*** Supplied records ***

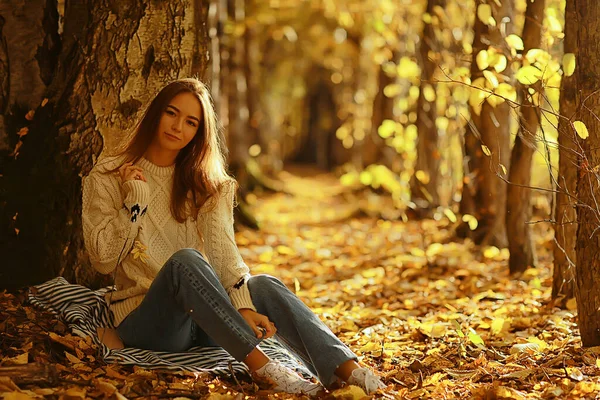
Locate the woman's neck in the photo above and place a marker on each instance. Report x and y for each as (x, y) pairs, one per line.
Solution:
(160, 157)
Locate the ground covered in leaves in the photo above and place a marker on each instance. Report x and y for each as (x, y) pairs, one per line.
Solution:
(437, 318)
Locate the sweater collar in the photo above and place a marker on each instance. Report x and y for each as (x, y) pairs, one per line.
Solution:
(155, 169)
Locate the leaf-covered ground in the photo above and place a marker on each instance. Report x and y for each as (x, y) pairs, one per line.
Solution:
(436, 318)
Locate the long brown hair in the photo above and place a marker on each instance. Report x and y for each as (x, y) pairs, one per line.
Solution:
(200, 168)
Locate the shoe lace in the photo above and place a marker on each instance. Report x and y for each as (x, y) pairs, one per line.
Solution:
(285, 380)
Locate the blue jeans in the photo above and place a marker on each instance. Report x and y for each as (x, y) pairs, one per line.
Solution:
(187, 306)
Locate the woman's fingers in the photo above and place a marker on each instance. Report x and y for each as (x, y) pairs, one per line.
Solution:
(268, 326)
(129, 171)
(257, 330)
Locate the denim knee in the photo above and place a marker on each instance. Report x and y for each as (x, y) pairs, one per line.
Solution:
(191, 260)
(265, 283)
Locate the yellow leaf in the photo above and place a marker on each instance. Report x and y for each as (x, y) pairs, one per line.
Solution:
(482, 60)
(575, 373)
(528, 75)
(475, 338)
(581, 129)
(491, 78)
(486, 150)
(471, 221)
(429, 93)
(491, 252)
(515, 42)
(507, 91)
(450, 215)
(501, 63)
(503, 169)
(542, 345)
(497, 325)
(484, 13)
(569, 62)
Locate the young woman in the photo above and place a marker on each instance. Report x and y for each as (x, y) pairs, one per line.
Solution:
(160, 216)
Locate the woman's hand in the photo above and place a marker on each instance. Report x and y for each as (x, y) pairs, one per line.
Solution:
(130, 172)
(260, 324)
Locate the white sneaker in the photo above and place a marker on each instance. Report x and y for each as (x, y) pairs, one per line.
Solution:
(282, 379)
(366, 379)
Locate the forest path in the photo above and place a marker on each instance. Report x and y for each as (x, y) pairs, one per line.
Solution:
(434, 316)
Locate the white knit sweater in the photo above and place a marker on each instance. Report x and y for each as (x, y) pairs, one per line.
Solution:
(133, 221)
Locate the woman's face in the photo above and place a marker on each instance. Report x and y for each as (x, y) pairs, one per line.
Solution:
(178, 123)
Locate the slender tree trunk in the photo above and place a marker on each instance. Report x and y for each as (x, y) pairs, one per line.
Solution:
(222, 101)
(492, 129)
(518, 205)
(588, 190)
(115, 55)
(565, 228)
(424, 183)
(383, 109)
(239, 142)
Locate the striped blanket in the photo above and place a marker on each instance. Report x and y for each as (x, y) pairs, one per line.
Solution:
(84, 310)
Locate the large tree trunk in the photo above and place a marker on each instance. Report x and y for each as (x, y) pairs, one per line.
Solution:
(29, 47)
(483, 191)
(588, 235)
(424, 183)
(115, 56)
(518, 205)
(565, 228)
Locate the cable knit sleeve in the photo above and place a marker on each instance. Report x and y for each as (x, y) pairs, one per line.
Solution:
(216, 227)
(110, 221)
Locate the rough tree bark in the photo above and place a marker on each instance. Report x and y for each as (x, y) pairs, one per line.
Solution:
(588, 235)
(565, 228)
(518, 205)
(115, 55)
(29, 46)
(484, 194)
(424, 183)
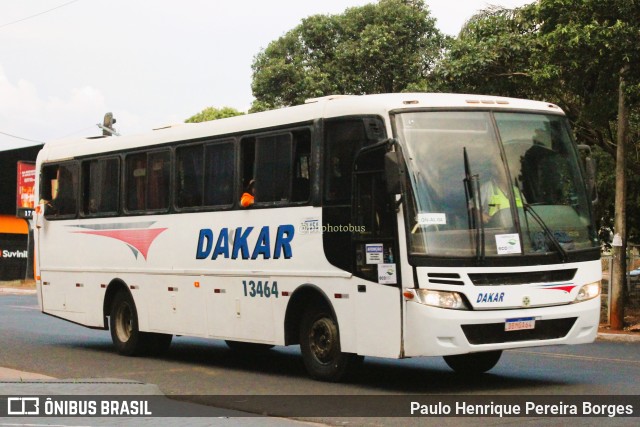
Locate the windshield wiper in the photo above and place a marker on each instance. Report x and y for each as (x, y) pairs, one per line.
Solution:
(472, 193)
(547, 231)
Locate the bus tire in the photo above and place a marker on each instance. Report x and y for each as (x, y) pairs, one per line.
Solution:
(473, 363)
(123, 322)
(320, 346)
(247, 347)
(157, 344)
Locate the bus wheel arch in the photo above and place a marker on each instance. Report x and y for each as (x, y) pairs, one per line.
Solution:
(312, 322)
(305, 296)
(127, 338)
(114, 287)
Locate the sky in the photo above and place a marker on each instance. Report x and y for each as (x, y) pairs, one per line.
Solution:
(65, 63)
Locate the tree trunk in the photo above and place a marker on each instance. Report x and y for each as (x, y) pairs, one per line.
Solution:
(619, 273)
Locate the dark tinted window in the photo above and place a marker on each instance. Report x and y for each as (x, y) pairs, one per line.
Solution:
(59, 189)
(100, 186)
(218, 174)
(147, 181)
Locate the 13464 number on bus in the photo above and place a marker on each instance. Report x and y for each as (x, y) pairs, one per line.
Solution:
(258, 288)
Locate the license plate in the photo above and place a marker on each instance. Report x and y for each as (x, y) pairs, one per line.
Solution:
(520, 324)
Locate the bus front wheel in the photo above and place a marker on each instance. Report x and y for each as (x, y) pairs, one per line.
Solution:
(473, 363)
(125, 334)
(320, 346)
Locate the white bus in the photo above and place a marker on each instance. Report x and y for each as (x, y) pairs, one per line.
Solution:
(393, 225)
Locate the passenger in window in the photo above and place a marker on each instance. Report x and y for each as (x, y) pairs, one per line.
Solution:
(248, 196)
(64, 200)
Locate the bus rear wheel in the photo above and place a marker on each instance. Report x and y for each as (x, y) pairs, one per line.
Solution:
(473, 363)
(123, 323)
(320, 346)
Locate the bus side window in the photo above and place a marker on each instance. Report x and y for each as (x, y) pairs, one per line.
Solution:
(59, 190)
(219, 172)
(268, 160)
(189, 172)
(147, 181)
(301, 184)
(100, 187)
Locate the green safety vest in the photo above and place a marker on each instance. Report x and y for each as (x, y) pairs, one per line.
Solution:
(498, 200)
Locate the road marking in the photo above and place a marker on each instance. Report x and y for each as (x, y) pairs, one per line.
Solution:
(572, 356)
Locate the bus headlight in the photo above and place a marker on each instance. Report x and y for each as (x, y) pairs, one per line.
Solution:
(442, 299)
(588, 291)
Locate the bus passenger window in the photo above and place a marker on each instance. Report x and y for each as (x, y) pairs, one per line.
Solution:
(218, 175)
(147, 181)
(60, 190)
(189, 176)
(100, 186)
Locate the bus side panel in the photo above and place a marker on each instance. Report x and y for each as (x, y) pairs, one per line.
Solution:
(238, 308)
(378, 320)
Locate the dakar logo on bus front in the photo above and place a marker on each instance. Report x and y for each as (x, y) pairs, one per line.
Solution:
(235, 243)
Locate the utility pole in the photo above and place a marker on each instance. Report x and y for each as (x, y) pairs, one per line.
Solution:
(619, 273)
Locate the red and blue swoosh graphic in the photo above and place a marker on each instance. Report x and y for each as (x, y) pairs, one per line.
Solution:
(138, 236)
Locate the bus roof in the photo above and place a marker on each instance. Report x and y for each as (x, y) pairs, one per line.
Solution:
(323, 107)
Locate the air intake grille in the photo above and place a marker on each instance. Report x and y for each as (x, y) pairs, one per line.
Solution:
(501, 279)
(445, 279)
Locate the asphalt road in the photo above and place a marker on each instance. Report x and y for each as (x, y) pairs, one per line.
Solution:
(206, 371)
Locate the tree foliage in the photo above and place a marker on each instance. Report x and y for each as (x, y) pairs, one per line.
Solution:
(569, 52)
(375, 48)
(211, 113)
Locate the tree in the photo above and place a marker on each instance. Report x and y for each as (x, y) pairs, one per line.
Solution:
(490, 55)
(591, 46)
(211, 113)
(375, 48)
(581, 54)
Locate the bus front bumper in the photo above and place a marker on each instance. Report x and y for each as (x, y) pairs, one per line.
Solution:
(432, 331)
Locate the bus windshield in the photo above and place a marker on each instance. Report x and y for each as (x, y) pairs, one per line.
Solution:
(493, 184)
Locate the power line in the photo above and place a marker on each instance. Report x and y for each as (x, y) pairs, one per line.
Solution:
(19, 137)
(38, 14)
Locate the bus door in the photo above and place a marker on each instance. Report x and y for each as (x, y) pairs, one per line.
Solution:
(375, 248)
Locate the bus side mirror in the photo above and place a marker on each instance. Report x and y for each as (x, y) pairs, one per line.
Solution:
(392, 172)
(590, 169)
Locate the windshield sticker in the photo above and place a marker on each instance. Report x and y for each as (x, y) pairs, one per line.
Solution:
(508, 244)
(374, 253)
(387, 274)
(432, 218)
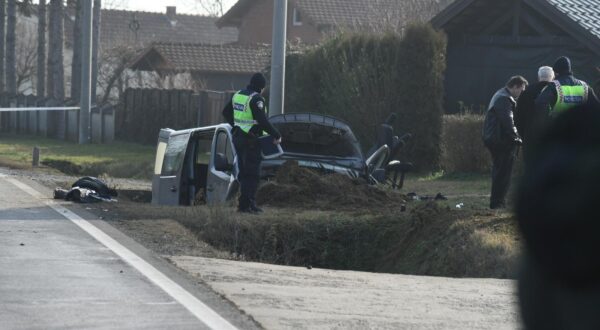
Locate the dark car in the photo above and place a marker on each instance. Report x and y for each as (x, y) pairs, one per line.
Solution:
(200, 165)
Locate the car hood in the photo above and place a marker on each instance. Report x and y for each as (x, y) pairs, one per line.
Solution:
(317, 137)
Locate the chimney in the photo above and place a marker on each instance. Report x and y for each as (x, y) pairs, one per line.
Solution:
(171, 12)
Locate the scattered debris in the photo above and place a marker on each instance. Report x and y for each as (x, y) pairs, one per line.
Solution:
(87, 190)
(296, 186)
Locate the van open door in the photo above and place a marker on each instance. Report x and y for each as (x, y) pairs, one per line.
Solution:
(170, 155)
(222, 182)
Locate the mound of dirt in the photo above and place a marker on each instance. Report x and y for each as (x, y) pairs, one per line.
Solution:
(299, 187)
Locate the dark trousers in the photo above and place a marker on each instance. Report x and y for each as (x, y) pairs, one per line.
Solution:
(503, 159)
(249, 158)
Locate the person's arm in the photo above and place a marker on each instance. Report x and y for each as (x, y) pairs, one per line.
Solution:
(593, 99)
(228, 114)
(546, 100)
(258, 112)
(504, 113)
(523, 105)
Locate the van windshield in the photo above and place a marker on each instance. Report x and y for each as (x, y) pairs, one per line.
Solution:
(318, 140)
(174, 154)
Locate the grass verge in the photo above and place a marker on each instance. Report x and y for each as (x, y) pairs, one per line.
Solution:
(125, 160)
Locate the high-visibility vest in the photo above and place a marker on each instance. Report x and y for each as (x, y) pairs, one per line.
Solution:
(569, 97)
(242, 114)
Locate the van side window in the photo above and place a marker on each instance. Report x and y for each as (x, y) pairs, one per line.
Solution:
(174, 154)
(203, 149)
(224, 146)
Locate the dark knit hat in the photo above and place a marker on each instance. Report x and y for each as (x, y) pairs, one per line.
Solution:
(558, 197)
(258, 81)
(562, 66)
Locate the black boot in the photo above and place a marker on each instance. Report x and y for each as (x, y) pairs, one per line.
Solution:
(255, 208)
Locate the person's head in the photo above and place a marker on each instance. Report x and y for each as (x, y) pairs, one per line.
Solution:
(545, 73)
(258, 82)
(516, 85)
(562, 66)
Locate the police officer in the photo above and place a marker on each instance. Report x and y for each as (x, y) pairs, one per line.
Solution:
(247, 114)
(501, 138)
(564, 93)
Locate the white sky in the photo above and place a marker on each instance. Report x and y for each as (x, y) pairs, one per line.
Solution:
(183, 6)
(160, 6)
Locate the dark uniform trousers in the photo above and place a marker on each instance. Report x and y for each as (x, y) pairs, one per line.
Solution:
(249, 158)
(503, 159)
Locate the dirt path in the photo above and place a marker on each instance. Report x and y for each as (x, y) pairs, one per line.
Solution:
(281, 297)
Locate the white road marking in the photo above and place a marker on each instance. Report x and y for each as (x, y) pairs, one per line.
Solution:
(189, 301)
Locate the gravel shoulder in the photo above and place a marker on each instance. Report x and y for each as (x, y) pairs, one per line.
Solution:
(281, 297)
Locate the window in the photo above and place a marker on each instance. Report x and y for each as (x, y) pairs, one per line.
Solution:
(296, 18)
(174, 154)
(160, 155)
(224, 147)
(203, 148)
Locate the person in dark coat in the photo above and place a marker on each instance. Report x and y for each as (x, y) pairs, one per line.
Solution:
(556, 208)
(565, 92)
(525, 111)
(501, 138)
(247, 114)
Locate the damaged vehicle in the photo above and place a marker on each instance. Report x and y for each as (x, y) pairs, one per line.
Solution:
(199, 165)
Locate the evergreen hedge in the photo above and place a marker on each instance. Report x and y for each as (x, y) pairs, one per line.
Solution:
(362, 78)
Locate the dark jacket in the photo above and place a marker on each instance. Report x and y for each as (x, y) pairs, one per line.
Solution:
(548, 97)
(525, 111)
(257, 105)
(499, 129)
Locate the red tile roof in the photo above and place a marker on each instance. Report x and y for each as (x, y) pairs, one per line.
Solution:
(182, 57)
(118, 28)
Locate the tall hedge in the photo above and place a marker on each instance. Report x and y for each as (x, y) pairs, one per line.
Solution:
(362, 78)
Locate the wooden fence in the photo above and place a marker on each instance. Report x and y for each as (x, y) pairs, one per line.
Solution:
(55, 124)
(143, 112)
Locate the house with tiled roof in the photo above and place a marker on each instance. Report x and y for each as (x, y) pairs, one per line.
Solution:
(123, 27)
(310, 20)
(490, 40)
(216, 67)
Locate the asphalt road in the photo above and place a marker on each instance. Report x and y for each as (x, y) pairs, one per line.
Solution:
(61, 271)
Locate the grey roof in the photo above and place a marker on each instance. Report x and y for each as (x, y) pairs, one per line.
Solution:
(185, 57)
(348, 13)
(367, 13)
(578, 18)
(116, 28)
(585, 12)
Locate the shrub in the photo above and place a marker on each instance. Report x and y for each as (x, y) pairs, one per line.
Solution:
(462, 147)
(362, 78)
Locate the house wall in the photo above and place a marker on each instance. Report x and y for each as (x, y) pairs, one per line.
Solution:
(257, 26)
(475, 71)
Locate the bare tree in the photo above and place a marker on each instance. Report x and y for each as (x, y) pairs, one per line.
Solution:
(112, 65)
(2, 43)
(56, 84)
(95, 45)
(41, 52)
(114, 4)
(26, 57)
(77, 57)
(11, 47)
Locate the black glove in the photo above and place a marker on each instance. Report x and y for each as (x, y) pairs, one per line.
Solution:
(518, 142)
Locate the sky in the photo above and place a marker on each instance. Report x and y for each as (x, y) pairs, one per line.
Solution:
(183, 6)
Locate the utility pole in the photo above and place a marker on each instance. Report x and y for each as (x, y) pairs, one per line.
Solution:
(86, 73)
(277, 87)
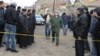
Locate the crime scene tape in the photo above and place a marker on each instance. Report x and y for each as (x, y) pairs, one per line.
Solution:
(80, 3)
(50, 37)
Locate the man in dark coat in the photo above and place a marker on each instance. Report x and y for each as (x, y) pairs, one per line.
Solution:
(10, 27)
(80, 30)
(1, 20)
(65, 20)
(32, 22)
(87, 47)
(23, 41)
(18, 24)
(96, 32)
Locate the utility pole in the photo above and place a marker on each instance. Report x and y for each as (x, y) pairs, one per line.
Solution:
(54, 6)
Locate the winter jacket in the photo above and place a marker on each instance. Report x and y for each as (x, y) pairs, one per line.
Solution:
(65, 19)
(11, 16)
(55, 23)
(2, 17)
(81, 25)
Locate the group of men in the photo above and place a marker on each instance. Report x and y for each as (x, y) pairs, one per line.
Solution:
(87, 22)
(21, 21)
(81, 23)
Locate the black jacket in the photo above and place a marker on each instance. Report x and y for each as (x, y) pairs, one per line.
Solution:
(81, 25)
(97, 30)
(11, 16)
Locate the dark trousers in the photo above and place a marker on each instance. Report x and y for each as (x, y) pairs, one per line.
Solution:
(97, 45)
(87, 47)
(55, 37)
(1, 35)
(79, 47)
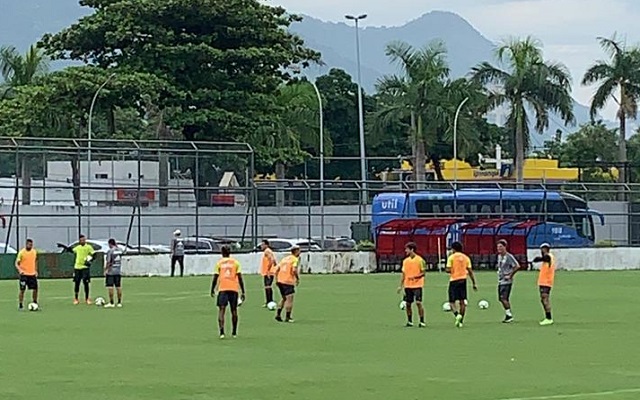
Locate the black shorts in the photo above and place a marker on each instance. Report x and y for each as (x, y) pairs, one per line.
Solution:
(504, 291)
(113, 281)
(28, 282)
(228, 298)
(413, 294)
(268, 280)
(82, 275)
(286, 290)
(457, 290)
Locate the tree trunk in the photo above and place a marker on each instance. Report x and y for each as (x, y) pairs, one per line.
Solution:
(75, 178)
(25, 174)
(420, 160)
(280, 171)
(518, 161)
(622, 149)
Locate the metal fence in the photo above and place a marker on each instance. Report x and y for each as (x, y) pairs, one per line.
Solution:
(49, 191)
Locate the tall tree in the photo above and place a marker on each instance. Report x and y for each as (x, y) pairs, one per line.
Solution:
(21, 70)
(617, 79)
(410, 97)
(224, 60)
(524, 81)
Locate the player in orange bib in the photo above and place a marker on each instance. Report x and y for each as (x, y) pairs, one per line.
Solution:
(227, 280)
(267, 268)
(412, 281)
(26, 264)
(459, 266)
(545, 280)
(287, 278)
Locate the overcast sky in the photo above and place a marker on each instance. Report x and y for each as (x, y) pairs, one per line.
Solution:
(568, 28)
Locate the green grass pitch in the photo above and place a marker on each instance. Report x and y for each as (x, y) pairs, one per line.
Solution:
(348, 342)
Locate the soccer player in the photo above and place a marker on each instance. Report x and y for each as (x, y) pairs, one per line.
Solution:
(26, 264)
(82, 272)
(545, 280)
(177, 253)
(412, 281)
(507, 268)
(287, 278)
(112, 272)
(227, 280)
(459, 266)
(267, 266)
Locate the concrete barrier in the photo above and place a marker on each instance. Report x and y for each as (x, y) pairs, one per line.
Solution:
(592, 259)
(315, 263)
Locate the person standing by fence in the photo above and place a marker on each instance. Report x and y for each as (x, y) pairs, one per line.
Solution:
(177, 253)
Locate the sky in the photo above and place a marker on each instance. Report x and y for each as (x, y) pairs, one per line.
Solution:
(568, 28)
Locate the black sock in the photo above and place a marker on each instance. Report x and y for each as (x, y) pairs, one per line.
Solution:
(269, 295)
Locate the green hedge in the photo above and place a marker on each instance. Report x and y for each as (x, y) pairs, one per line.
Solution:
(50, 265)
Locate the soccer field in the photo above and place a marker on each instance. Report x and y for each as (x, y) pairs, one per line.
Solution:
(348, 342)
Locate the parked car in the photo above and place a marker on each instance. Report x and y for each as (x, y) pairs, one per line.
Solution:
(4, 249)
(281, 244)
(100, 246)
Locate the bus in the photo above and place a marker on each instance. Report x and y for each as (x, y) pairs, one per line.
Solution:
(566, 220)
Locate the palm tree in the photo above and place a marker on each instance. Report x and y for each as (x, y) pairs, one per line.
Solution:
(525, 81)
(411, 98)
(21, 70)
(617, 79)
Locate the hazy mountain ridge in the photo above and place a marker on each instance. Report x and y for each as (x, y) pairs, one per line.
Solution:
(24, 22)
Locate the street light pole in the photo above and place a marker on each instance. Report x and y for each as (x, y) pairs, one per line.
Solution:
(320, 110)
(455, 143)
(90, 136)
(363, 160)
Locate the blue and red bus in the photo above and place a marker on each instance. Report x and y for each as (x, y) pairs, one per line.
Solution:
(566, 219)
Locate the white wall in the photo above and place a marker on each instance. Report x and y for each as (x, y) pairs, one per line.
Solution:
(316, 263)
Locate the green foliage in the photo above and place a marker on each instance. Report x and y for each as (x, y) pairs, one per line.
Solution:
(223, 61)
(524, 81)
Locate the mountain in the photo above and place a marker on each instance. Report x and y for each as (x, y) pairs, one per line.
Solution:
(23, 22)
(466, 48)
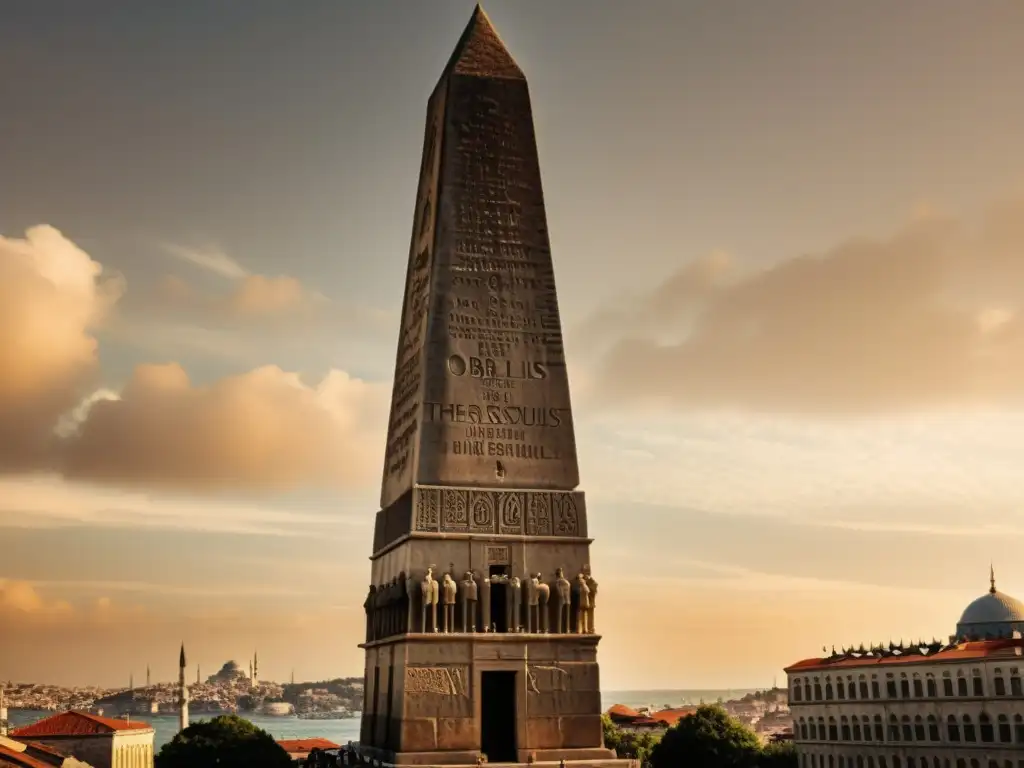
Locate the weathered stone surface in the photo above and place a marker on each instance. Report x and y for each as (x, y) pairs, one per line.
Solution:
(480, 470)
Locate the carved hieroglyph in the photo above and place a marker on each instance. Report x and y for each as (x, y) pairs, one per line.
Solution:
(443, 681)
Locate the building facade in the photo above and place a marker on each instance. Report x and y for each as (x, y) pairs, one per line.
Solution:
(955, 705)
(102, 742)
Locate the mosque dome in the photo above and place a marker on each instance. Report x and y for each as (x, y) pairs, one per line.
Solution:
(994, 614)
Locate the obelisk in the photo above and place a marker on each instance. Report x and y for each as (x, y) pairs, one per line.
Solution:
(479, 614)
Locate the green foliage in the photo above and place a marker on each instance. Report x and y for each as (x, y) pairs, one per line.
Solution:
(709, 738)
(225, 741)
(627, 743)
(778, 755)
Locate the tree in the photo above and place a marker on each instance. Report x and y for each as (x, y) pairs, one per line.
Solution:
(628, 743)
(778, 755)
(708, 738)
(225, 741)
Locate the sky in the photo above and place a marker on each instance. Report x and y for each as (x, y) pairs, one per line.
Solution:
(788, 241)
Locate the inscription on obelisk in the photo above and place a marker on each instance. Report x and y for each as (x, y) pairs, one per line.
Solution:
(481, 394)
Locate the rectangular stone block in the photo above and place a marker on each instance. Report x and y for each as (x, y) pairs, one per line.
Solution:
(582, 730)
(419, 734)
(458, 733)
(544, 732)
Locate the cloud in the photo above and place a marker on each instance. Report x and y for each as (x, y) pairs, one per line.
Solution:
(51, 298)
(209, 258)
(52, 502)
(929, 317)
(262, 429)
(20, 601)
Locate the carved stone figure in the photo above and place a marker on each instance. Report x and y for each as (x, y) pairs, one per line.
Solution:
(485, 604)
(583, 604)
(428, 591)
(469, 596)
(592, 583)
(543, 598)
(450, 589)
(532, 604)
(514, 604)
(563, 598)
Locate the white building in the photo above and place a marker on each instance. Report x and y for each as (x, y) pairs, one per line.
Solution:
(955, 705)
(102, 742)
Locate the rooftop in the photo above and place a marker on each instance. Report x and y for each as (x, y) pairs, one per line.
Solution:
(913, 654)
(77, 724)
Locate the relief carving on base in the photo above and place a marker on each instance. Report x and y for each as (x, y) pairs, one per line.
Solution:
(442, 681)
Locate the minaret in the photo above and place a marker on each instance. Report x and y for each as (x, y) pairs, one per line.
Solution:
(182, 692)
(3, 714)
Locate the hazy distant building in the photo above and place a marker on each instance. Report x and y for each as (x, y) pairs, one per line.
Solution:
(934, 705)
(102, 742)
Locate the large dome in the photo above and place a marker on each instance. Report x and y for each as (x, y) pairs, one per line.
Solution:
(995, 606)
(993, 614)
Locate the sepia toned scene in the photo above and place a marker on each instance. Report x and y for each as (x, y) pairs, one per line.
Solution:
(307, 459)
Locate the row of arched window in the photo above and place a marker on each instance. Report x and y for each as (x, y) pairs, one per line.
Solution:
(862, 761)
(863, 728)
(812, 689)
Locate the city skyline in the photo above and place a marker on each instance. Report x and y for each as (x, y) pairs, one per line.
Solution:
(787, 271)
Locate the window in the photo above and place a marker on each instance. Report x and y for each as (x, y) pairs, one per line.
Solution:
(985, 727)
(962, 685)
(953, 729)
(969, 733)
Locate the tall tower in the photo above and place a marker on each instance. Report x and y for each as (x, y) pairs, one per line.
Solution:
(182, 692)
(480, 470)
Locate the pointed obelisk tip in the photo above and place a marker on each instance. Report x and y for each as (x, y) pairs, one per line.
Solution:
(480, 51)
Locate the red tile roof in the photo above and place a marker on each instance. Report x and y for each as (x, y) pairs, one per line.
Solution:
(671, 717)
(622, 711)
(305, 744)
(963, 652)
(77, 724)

*** End of Supplied records ***

Whenever the string "hazy" shows up in a line above, copy that line.

Exercise output:
Locate the hazy mountain ridge in the photo above and place a marker on each instance. Report x and y for each as (x, y) pairs, one per line.
Locate the hazy distant building in the photo above and place a marker on each instance. Report x and y for each as (x, y) pairs, one per line.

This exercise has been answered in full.